### Extract to read:
Sunday, November 19, 2017

Survey highlights changes in yellow rust resistance

October 4, 2017 by  
Filed under Crops

Rosemary Bayles & Jim Carswell examine tussock plots at AgriiFocus - 2

Most mainstream winter wheat varieties have a lower resistance to yellow rust than Recommended List ratings suggest, reveals the latest Agrii National Cereal Disease Survey.

Continued changes in yellow rust pathogenicity over the past season mean almost two thirds of wheat varieties are less resistant to the disease, according to the most up-to-date information from the survey.

Some 23 of 36 main winter wheat varieties (64%) have a lower yellow rust resistance than their 2017/18 RL ratings, with 15 of these being at least a point lower, according to Agrii Technology Centres and iFarms monitored during 2017.

### Problem 1:
Retype the part of the yellow rust article between "October 4, 2017" and "Cereal Disease Survey.", inclusive.
### Problem 2:
Answer these questions about the yellow rust article:
(a) What category was the article filed under?
(b) What is the name of the survey the article reports on?
(c) How many of the 36 main winter wheat varieties have lower yellow rust resistance than their 2017/18 RL ratings?

### Dataset content:
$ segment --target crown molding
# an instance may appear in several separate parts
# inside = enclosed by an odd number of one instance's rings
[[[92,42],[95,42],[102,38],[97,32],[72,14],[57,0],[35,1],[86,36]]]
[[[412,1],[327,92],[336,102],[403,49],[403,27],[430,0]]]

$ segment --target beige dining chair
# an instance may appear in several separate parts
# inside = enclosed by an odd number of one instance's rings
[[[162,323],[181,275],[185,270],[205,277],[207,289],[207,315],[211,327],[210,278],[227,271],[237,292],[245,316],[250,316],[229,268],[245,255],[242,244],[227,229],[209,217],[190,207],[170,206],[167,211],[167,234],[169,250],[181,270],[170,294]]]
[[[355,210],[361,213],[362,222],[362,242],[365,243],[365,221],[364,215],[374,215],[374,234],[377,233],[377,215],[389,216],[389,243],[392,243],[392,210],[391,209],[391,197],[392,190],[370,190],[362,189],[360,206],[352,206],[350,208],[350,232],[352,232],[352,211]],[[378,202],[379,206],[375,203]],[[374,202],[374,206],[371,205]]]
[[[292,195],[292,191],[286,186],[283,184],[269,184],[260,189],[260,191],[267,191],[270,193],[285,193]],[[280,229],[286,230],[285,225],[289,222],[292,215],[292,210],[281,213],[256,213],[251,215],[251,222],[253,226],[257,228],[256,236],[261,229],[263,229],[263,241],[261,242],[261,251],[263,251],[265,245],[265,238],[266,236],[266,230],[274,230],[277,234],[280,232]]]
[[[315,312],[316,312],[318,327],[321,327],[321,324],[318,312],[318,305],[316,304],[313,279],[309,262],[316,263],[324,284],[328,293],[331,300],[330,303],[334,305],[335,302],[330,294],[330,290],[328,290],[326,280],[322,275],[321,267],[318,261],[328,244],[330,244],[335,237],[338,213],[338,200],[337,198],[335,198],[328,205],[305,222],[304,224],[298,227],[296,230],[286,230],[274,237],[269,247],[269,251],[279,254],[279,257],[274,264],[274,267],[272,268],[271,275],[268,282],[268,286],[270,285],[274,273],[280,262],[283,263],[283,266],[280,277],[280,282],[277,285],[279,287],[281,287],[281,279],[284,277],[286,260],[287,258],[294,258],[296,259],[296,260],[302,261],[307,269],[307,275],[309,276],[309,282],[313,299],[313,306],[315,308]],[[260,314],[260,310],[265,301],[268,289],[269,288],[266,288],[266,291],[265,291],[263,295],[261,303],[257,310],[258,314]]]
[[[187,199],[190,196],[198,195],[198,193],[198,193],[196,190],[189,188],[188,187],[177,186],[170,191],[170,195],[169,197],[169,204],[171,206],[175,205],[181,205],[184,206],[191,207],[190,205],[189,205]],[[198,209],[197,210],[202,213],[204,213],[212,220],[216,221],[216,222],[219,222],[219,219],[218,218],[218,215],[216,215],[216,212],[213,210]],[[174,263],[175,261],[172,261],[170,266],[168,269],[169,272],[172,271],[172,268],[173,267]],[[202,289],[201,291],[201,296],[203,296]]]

### Answer space 1:
October 4, 2017 by  
Filed under Crops

Rosemary Bayles & Jim Carswell examine tussock plots at AgriiFocus - 2

Most mainstream winter wheat varieties have a lower resistance to yellow rust than Recommended List ratings suggest, reveals the latest Agrii National Cereal Disease Survey.

### Answer space 2:
(a) Crops
(b) The Agrii National Cereal Disease Survey
(c) 23